• WHAT NEEDS TO BE DONE
Every line that holds the word "curled" needs to be copied from the data below.

┌─ SOURCE DATA

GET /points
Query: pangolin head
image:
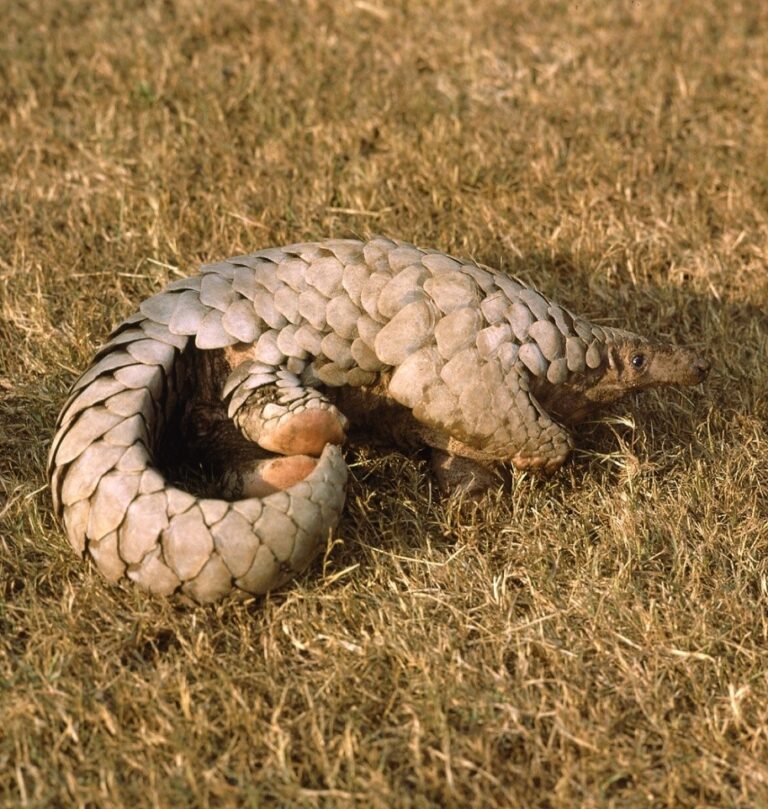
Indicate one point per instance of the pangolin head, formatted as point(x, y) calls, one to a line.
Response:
point(632, 363)
point(627, 363)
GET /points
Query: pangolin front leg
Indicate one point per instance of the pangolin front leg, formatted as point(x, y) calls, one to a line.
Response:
point(272, 408)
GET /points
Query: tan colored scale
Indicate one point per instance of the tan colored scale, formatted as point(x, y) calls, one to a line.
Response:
point(263, 363)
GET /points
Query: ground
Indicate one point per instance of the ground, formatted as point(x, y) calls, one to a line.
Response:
point(597, 639)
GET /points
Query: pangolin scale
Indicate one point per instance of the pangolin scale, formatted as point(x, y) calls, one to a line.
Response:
point(261, 362)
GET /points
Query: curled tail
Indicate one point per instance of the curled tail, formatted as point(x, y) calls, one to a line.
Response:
point(118, 508)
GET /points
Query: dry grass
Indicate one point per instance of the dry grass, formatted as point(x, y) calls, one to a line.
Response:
point(595, 640)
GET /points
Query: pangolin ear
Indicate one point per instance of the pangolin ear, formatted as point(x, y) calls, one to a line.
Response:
point(614, 359)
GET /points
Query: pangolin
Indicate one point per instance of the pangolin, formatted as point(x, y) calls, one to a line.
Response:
point(261, 362)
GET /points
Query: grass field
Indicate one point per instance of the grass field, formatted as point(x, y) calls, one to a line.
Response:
point(599, 639)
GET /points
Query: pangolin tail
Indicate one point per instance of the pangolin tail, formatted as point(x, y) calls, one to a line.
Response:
point(119, 509)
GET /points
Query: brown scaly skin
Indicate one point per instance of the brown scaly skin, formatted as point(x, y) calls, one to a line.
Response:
point(262, 363)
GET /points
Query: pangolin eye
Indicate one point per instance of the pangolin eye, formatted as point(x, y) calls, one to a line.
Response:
point(638, 361)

└─

• EXERCISE SOLUTION
Query: curled tail
Indicate one point per instance of the curled tail, formatted as point(x, y) calls, one to a line.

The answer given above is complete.